-------- Extracted information --------

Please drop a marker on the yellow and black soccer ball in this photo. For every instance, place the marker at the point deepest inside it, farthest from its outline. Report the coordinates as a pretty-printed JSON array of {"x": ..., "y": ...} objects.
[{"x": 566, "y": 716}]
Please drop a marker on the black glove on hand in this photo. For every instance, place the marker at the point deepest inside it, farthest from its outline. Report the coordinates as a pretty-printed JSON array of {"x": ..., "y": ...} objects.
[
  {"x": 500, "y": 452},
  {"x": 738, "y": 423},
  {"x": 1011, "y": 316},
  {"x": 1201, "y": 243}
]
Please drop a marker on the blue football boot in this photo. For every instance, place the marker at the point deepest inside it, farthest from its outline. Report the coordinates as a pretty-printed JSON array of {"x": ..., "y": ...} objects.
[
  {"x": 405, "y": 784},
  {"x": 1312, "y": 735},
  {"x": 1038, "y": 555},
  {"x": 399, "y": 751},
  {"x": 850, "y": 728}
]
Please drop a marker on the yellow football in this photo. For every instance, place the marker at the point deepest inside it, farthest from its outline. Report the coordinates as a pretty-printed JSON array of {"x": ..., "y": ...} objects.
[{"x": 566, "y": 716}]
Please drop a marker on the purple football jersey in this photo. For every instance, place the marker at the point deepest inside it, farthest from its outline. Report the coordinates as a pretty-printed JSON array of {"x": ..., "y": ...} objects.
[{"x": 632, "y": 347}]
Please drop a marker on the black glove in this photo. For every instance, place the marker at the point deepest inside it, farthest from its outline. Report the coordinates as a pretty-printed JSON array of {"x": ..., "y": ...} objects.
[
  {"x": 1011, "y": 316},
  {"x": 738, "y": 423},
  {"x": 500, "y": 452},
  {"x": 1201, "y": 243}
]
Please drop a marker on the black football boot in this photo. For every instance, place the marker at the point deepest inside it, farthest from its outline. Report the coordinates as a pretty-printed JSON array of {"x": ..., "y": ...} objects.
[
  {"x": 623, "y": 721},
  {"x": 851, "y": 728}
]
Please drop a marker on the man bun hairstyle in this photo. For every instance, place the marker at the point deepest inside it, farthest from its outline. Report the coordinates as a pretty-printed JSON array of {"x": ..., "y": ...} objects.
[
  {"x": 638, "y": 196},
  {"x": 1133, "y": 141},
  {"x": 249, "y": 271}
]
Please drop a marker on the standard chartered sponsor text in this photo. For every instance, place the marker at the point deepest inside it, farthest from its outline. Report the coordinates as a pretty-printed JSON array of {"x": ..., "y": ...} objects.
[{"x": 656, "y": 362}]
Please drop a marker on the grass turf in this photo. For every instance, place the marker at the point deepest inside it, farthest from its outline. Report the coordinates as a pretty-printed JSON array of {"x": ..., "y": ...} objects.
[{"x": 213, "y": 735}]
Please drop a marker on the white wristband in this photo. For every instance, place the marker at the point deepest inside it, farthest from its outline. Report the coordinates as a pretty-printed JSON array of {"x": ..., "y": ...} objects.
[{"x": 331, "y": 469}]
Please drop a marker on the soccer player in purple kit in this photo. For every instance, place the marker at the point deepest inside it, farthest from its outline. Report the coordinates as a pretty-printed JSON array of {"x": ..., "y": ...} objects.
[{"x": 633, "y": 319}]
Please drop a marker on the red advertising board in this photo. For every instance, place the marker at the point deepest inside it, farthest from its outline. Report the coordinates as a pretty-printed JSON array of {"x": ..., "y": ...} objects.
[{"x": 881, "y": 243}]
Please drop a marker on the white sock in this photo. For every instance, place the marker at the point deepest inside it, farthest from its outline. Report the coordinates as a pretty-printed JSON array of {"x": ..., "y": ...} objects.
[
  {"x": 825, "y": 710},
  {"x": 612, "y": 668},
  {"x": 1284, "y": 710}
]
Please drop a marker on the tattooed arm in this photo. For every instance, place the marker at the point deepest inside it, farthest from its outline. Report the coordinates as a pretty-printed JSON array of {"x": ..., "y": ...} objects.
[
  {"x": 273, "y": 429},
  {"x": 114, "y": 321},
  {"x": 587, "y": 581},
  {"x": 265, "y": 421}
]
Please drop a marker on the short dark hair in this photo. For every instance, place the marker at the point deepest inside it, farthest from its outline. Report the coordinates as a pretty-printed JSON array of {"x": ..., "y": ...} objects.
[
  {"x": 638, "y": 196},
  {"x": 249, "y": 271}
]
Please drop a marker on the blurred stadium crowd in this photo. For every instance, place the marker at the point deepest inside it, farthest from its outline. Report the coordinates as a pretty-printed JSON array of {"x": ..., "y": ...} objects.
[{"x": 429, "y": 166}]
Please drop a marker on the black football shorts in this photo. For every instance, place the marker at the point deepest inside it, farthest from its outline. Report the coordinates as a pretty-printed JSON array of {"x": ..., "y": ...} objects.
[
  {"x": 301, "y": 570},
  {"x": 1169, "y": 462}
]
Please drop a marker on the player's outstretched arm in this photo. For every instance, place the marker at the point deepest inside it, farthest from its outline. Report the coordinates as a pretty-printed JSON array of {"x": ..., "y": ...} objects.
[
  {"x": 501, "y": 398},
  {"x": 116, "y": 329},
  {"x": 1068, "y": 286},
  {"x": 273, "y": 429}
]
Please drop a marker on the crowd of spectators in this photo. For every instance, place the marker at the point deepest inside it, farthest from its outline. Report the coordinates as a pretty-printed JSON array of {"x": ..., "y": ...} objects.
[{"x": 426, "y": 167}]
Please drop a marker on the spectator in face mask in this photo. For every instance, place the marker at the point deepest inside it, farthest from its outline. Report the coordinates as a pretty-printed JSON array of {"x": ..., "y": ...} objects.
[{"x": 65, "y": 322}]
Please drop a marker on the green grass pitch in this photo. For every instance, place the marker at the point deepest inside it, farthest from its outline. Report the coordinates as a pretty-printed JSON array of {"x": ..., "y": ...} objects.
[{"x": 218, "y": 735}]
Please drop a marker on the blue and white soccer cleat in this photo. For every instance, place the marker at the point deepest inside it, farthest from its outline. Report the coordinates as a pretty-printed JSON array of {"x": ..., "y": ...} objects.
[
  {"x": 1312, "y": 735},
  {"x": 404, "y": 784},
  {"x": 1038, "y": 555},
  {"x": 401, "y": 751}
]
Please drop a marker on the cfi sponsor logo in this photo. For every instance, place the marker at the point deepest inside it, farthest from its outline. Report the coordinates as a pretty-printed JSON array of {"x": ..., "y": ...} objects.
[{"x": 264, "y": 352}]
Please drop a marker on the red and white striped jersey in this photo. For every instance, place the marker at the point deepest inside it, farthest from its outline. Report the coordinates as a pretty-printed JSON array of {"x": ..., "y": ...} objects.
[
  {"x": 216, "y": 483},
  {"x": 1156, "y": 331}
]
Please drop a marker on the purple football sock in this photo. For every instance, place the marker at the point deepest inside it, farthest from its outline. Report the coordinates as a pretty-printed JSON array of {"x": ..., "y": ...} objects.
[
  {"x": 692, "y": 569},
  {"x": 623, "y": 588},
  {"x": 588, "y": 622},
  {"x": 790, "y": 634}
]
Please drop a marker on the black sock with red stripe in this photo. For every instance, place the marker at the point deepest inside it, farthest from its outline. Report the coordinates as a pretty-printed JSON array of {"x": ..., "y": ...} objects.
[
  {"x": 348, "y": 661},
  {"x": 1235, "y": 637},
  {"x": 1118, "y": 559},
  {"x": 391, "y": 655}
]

--------

Starting at the line containing "Please drop a marker on the black sock" and ending with the last line of the entries, render those lines as a numbered list, omitting any blank lines.

1. Please drop a marker on the black sock with red stripe in this photo. For every instance, place the marker at the point deepest inside it, farthest from its outline. Report the coordinates as a pretty-printed JSON array of {"x": ..., "y": ...} objects.
2. [
3.   {"x": 348, "y": 661},
4.   {"x": 1235, "y": 637},
5.   {"x": 1118, "y": 559},
6.   {"x": 391, "y": 655}
7. ]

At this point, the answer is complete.